**WHAT IS NEEDED**
Turn part of the material below into a Markdown table with two columns, "Row" for the row number and "Line" for the line itself. Start with the line that contains "Scouting pass: put a marker on the plant" and go on through the line that contains "[(107, 110), (23, 9), (26, 12), (139, 69), (37, 14)]", skipping any blank lines.

**MATERIAL FOR THIS EXERCISE**
>> BEGIN

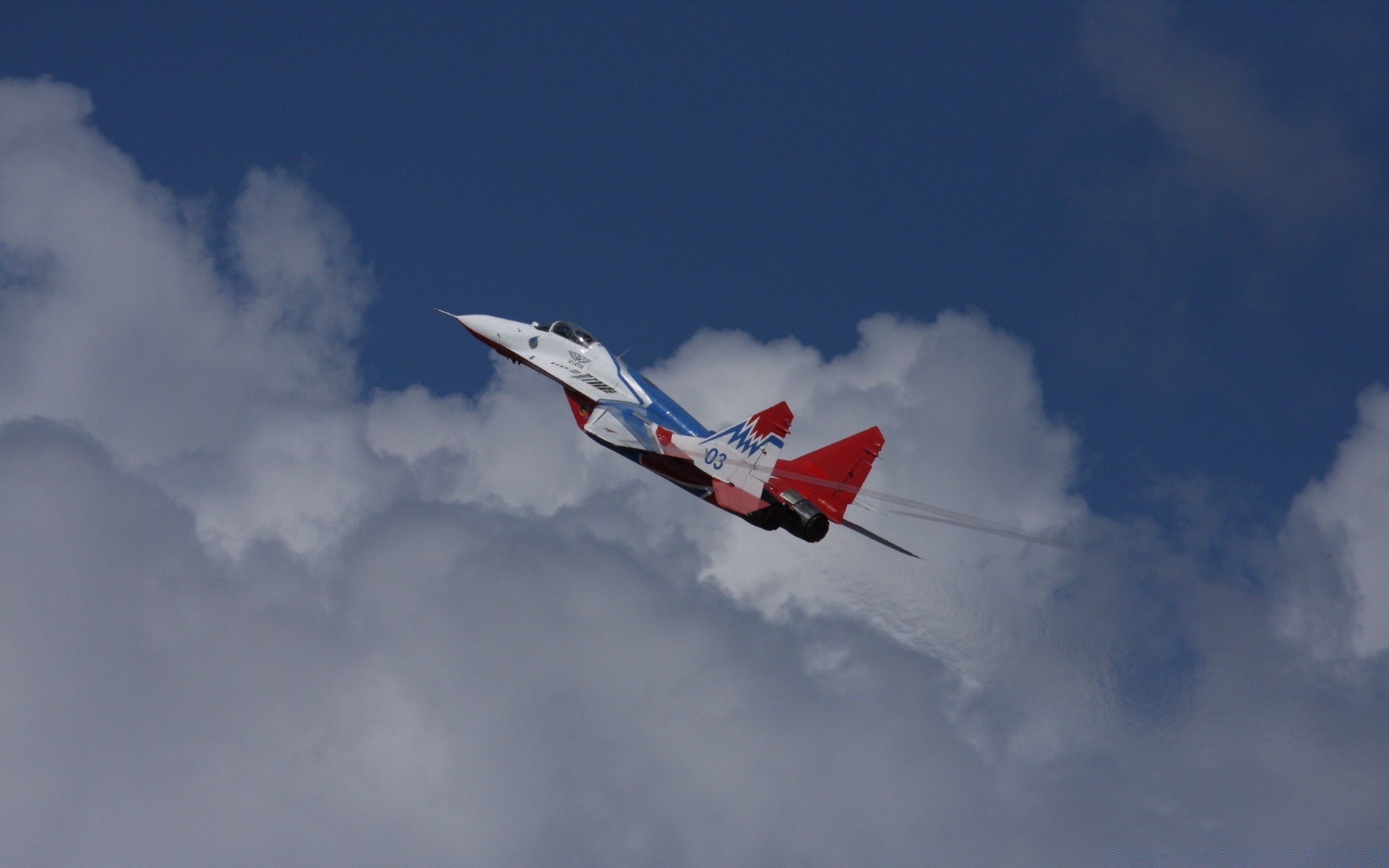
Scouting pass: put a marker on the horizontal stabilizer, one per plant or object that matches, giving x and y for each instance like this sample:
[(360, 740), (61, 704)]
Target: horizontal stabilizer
[(875, 538)]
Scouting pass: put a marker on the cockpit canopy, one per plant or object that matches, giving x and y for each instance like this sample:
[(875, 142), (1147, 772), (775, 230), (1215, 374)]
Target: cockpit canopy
[(569, 331)]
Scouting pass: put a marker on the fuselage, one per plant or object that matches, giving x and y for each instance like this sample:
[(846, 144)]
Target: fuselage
[(736, 469), (613, 404)]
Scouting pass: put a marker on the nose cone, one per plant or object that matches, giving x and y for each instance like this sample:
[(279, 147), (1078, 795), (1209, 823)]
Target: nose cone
[(493, 330)]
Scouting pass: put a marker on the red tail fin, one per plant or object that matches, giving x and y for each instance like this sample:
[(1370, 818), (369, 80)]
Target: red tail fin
[(833, 475)]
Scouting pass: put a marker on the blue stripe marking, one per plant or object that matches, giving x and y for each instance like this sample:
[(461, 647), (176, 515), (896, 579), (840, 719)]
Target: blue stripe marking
[(664, 412)]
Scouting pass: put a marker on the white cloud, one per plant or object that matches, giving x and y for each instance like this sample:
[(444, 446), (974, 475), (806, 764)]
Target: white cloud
[(252, 616), (1351, 509)]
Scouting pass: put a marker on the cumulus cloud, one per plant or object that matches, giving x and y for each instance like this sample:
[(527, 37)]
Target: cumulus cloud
[(250, 614)]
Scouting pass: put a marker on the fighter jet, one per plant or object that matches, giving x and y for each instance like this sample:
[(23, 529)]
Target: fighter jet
[(736, 469)]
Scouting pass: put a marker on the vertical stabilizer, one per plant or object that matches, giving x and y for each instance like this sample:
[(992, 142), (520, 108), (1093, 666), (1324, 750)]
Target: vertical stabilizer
[(831, 475)]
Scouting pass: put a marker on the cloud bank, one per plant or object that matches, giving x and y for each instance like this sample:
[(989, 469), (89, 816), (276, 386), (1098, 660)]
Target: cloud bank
[(250, 614)]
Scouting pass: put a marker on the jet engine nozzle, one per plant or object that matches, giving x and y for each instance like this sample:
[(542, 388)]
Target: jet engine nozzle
[(802, 519)]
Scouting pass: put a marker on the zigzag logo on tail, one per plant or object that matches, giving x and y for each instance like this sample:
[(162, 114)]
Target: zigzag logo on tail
[(745, 438)]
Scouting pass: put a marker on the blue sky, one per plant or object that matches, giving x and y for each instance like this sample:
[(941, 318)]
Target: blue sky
[(786, 170), (292, 571)]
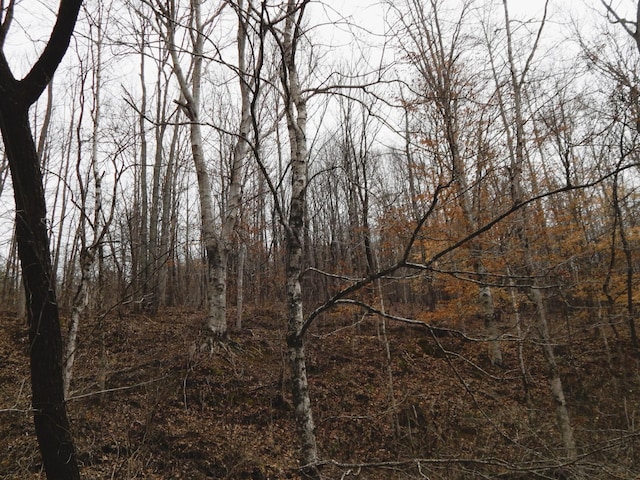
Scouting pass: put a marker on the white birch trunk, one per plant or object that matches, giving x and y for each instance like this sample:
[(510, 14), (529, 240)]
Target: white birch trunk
[(296, 114), (216, 254)]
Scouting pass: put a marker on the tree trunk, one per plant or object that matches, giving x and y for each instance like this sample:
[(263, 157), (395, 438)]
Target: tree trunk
[(296, 113), (50, 415)]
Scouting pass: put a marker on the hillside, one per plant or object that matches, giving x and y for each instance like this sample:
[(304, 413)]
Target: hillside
[(170, 412)]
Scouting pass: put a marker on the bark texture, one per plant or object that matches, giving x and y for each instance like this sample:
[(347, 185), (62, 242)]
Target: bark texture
[(50, 415)]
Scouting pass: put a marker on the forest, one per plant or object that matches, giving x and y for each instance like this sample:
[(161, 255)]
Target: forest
[(320, 239)]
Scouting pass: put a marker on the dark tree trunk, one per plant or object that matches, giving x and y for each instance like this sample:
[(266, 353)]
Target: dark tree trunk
[(50, 417), (16, 96)]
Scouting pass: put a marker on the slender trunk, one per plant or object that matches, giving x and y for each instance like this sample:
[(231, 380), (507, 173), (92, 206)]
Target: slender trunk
[(296, 114), (215, 249), (517, 197), (50, 415), (242, 255)]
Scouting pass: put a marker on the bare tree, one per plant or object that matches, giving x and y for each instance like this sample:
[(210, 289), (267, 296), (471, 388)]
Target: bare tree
[(50, 416)]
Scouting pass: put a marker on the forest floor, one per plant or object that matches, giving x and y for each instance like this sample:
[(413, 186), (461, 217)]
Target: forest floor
[(438, 411)]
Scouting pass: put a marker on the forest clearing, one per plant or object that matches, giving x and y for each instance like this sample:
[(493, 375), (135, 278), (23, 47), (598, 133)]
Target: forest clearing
[(320, 239), (168, 413)]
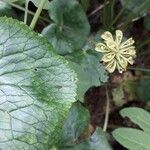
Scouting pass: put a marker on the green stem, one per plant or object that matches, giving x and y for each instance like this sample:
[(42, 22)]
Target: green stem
[(37, 14), (26, 12), (112, 9), (139, 69), (107, 110)]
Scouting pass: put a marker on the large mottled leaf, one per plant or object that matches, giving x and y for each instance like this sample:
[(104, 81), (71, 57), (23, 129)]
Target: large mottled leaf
[(76, 124), (138, 116), (89, 71), (37, 89), (132, 139), (37, 3), (138, 7), (70, 27), (97, 141)]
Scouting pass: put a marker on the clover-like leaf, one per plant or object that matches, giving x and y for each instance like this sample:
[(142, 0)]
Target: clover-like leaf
[(70, 27), (37, 88)]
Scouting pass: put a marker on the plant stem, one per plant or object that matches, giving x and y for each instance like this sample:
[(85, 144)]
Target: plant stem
[(107, 110), (23, 9), (26, 12), (139, 69), (37, 14)]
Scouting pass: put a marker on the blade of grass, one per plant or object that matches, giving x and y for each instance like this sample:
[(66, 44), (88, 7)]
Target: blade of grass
[(107, 109)]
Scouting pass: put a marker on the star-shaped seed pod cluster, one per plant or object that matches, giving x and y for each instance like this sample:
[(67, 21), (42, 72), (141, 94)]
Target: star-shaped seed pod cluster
[(117, 54)]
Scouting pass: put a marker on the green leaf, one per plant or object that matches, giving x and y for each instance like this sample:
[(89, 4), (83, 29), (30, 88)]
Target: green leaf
[(132, 139), (6, 10), (97, 141), (37, 89), (70, 27), (138, 116), (37, 3), (142, 89), (89, 71), (138, 7), (75, 125), (118, 95)]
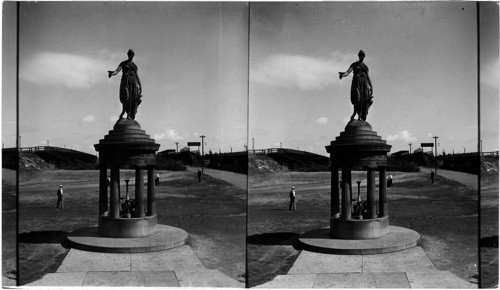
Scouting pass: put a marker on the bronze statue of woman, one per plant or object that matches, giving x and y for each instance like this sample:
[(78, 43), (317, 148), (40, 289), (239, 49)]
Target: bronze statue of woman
[(130, 86), (361, 87)]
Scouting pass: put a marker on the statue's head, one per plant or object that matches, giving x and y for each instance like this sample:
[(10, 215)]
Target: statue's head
[(361, 54)]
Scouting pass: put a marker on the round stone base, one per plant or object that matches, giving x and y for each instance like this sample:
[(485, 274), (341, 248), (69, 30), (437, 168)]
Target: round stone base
[(166, 237), (397, 239), (359, 229), (126, 227)]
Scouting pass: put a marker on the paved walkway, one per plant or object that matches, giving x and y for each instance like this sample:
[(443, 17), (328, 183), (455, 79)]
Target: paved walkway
[(236, 179), (178, 267), (410, 268), (467, 179)]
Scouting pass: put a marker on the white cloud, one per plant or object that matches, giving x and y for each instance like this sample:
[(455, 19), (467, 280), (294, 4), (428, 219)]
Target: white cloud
[(490, 74), (304, 72), (322, 120), (65, 69), (89, 119), (169, 134), (158, 136), (402, 136)]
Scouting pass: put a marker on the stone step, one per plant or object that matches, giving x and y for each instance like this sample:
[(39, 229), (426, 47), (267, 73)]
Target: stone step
[(437, 279)]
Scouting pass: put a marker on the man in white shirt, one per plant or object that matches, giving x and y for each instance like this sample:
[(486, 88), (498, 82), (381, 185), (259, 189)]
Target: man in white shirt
[(292, 199), (60, 197)]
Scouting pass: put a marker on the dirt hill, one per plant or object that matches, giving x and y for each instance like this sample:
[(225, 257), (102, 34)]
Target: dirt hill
[(31, 162), (489, 166), (263, 164)]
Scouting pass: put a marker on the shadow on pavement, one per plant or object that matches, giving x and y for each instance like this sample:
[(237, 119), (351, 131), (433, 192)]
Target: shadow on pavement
[(489, 242), (269, 239), (43, 237)]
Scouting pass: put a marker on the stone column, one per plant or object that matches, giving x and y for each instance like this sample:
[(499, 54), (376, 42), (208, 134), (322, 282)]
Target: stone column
[(346, 203), (382, 187), (335, 198), (103, 189), (372, 206), (151, 191), (114, 200), (139, 192)]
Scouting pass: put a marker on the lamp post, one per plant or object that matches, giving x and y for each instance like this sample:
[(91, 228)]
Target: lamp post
[(202, 153)]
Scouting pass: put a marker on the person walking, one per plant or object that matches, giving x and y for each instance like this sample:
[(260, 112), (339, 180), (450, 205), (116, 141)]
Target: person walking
[(292, 199), (60, 197)]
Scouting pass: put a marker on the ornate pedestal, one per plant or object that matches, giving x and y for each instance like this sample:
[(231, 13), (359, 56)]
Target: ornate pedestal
[(126, 145), (358, 148)]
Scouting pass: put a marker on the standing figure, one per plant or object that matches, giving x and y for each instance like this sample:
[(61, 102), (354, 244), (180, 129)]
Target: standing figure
[(361, 87), (130, 86), (60, 197), (292, 200), (389, 180)]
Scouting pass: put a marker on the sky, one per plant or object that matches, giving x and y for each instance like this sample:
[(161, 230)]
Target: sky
[(208, 69), (192, 59), (422, 58)]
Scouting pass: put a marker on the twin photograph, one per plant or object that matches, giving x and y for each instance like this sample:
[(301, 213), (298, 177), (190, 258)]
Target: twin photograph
[(241, 145)]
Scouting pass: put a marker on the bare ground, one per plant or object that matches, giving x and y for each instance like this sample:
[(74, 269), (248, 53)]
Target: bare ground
[(444, 213), (9, 267), (212, 212)]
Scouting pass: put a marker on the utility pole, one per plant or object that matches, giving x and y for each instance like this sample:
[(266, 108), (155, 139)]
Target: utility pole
[(202, 153), (435, 150)]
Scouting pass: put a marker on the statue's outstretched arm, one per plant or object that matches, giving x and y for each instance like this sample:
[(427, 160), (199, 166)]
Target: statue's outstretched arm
[(139, 81), (114, 73), (369, 81), (344, 74)]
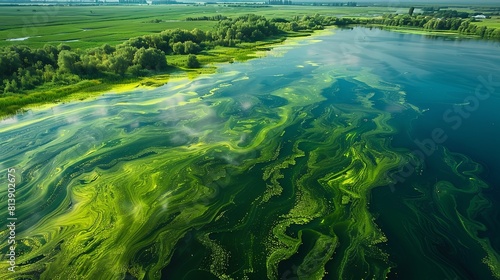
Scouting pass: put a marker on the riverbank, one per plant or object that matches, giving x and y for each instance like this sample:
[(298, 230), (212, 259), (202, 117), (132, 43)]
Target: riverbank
[(422, 31), (15, 103)]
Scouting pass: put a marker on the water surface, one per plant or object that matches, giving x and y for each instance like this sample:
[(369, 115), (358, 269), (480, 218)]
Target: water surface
[(355, 154)]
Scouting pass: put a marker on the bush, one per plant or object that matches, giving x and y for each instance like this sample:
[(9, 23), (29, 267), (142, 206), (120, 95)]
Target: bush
[(192, 61)]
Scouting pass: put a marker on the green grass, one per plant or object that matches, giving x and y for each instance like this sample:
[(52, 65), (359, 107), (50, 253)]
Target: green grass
[(493, 22), (87, 26)]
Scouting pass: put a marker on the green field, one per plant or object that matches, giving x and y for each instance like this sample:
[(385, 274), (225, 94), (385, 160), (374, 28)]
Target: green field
[(493, 22), (90, 26)]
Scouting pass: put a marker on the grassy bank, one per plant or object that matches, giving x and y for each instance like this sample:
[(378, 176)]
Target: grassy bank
[(89, 26), (16, 103), (421, 31)]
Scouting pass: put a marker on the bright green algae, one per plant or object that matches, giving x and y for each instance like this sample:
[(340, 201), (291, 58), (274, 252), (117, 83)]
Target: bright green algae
[(219, 182)]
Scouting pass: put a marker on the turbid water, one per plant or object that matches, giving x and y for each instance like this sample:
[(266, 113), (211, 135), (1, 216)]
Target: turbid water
[(355, 154)]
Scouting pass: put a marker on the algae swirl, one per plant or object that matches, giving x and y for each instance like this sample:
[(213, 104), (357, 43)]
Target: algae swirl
[(221, 178)]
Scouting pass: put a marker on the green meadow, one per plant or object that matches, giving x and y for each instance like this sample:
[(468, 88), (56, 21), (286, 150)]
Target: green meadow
[(91, 26)]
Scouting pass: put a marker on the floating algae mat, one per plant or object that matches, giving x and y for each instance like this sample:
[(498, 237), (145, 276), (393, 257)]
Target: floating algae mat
[(362, 154)]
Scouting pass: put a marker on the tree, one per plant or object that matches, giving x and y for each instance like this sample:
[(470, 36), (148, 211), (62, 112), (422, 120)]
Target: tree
[(410, 12), (66, 61), (151, 59), (178, 48), (119, 64), (192, 61), (191, 48)]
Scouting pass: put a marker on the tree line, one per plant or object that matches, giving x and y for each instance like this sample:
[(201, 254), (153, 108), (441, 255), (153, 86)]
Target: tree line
[(23, 68), (439, 21)]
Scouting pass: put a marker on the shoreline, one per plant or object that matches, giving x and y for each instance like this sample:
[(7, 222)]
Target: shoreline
[(94, 88)]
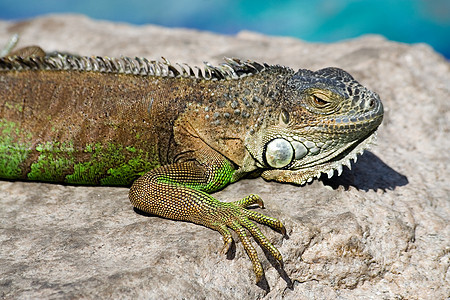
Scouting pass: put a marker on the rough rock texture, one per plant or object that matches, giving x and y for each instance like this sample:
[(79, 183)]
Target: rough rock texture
[(379, 231)]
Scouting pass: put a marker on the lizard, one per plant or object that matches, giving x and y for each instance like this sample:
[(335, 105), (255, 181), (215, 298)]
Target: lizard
[(175, 134)]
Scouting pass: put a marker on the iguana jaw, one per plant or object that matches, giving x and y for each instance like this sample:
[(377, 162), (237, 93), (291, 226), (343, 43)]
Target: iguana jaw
[(307, 174)]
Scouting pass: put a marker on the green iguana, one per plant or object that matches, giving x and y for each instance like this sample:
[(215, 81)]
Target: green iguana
[(178, 133)]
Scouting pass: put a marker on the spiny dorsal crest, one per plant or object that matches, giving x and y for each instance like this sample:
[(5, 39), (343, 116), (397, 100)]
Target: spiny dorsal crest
[(233, 68)]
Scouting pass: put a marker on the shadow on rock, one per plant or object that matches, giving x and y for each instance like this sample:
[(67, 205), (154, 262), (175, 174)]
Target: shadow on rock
[(368, 173)]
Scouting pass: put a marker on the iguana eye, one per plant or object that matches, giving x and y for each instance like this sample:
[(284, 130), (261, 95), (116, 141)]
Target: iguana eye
[(319, 101), (279, 153), (284, 116)]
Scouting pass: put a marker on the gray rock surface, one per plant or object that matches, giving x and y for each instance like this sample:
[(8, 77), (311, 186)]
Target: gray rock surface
[(379, 231)]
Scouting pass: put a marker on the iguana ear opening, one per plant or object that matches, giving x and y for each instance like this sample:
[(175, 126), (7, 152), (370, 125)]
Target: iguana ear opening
[(278, 153)]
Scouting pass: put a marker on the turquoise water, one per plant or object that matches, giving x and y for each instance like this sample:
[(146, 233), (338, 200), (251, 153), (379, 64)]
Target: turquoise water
[(409, 21)]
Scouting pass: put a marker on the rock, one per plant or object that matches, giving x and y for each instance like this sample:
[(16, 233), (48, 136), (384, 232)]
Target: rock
[(379, 231)]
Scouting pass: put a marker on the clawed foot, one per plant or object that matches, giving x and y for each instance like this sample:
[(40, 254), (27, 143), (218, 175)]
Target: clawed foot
[(234, 215)]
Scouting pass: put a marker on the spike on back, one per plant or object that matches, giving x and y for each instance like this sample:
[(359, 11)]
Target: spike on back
[(233, 68)]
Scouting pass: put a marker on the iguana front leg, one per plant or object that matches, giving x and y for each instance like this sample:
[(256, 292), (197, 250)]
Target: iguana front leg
[(179, 191)]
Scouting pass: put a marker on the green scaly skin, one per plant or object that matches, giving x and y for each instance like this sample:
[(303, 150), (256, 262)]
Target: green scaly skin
[(177, 135)]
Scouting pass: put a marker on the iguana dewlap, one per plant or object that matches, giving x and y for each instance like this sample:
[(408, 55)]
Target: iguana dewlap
[(177, 133)]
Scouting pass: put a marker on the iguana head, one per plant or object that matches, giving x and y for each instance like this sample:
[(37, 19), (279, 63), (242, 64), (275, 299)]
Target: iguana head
[(324, 119)]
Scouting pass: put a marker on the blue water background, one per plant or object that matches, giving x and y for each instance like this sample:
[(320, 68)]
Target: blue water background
[(409, 21)]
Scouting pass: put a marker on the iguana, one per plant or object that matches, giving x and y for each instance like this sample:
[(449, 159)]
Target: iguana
[(176, 133)]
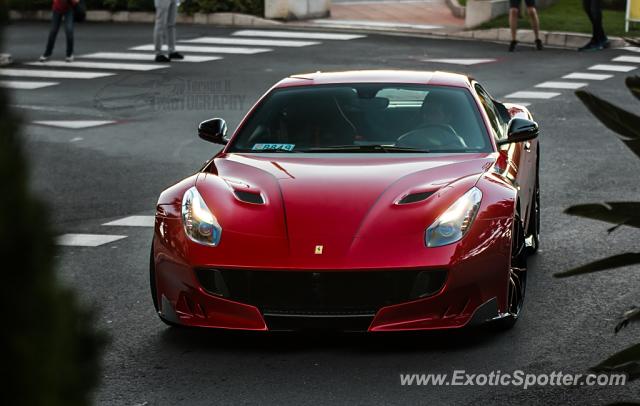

>> END

**SOLUTION FOR THIS PROBLEM**
| Row | Line |
|---|---|
| 1 | Scouting pass: put a marker on the plant stem, one per plant or object that matches, giving x and y for each instance like this sample: |
| 2 | [(85, 144)] |
| 3 | Target: plant stem |
| 4 | [(107, 110), (23, 9), (26, 12), (139, 69), (37, 14)] |